Stored records
..............................

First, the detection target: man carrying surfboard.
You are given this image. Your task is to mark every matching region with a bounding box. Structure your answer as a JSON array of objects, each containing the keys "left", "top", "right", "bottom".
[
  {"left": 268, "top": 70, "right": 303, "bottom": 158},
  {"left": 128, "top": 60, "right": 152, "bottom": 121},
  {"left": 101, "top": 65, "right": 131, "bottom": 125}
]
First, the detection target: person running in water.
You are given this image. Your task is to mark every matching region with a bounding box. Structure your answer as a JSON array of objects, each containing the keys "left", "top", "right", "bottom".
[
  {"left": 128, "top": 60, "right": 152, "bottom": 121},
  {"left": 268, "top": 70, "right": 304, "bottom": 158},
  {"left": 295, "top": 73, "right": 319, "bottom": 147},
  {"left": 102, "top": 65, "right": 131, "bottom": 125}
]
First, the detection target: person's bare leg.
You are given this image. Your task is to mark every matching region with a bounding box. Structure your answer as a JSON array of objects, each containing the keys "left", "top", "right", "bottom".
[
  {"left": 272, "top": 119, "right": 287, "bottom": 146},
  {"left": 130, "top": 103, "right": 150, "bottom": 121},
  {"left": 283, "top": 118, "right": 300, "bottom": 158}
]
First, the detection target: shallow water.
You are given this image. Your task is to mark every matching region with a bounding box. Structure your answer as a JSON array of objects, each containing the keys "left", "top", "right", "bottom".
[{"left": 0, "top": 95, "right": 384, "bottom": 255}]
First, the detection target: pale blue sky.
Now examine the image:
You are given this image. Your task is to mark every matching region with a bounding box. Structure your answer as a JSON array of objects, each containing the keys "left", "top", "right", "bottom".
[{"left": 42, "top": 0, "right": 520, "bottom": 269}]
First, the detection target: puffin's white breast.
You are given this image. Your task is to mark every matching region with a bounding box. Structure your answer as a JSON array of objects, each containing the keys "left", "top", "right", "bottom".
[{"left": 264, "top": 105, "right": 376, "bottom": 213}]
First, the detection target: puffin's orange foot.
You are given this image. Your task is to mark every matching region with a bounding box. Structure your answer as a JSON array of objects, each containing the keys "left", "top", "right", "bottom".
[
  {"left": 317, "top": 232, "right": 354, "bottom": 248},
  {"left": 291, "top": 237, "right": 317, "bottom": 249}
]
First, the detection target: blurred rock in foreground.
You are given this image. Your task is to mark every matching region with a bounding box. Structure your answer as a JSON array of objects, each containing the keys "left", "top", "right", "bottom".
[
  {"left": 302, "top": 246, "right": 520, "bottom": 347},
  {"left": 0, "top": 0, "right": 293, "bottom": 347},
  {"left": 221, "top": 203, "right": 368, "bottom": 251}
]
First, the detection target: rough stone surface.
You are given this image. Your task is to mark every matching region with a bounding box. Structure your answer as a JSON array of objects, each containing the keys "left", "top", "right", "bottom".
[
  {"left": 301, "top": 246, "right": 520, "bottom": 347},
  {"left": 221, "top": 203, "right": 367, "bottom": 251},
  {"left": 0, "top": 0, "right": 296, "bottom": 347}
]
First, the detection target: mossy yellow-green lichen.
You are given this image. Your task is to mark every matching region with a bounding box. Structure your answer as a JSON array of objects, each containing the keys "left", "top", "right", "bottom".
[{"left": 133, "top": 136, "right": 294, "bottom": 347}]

..............................

→ What needs to be done:
How many lines of the entries above contain the word "person"? Reply with the number alone.

→ The answer:
2